Eigentum verpflichtet - Besitzer müssen für Sicherheit sorgen
Bonn (dpa/tmn) - Die Verkehrssicherungspflicht ist nicht nur bei Eis und Schnee ein heikles Thema. Lose Dachziegel, morsche Äste, defektes Licht - Eigentümer von Immobilen oder Grundstücken müssen sich auch um solche Dinge kümmern, um niemanden zu gefährden.
Der Immobilienmarkt boomt. Immer mehr Menschen leisten sich eine Wohnung, ein Haus, kaufen sich ein Grundstück. Ob als Eigenheim, Altersvorsorge oder Geldanlage, mit ihrer Unterschrift auf dem Kaufvertrag übernehmen Eigentümer gleichzeitig die sogenannte Verkehrssicherungspflicht. Davon hätten die meisten zwar schon einmal gehört, sagt Petra Uertz, Bundesgeschäftsführerin vom Verband Wohneigentum in Bonn. „Was diese Pflicht aber tatsächlich alles umfasst, das wissen viele - vor allem frischgebackene - Grundstücksbesitzer nur bruchstückhaft.“
Im Grundgesetz heißt es unter Artikel 14: „Eigentum verpflichtet.“ Und im Bürgerlichen Gesetzbuch (BGB) besagt der Paragraf 823: „Wer vorsätzlich oder fahrlässig das Leben, den Körper, die Gesundheit, die Freiheit, das Eigentum oder ein sonstiges Recht eines anderen widerrechtlich verletzt, ist dem anderen zum Ersatz des daraus entstehenden Schadens verpflichtet.“
Diese beiden Gesetze seien Basis für die Verkehrssicherungspflicht, sagt der Kölner Rechtsanwalt Norbert Schönleber. Eigentümer müssen demzufolge Maßnahmen ergreifen, damit keine Gefahren für Dritte von ihrem Grundstück oder ihrer Immobilie ausgehen. Das schließe Besucher genauso ein wie Passanten oder Briefträger. „Ebenso muss der Eigentümer in der Eigenschaft als Vermieter dafür sorgen, dass seine Mieter ohne Gefahr für Körper und Gesundheit die Mietwohnung vertragsgemäß nutzen können“, ergänzt der Immobilienverband Deutschland (IVD).

▶ _DATENSÄTZE_

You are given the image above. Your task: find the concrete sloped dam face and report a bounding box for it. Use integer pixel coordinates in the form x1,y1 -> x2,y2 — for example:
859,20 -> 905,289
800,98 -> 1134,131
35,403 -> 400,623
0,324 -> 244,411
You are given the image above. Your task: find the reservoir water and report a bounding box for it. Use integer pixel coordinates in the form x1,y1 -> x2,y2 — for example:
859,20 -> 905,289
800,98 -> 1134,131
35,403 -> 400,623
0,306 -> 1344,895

▶ _AUFGABEN ZUR BEARBEITUNG_
a) Prüfe, ob die folgenden Aussagen mit dem Artikel über die Verkehrssicherungspflicht übereinstimmen: (i) Eigentümer übernehmen die Verkehrssicherungspflicht mit ihrer Unterschrift auf dem Kaufvertrag. (ii) Petra Uertz ist Rechtsanwältin in Köln. (iii) Briefträger gehören nicht zu den Personen, auf die sich die Pflicht erstreckt. Beantworte jede Aussage mit Ja oder Nein und zitiere die entscheidenden Worte des Artikels wörtlich.
b) Gib aus dem Artikel über die Verkehrssicherungspflicht die Stelle von „Eigentum verpflichtet - Besitzer“ bis „niemanden zu gefährden.“ unverändert aus.
c) Knüpfe an das Ende des Artikels über die Verkehrssicherungspflicht an und schreibe ihn weiter.

▶ _ENDGÜLTIGE ANTWORTEN_
a)
(i) Ja: „mit ihrer Unterschrift auf dem Kaufvertrag übernehmen Eigentümer gleichzeitig die sogenannte Verkehrssicherungspflicht“
(ii) Nein: „Petra Uertz, Bundesgeschäftsführerin vom Verband Wohneigentum in Bonn“
(iii) Nein: „Das schließe Besucher genauso ein wie Passanten oder Briefträger.“

b)
Eigentum verpflichtet - Besitzer müssen für Sicherheit sorgen
Bonn (dpa/tmn) - Die Verkehrssicherungspflicht ist nicht nur bei Eis und Schnee ein heikles Thema. Lose Dachziegel, morsche Äste, defektes Licht - Eigentümer von Immobilen oder Grundstücken müssen sich auch um solche Dinge kümmern, um niemanden zu gefährden.

c)
Kommt es zu einem Unfall mit Verletzungen, komme auf einen Vermieter unter Umständen sogar Schmerzensgeld zu, betont der IVD und verweist auf ein Urteil des Landgerichts Berlin. Darin wurde einem Mieter, der beim Herauftragen von Kohlen aus dem Keller bei defekter Beleuchtung über einen vorstehenden Balken gestolpert war und sich verletzt hatte, 2500 Euro Schmerzensgeld zugesprochen (Az.: 67 S 319/03).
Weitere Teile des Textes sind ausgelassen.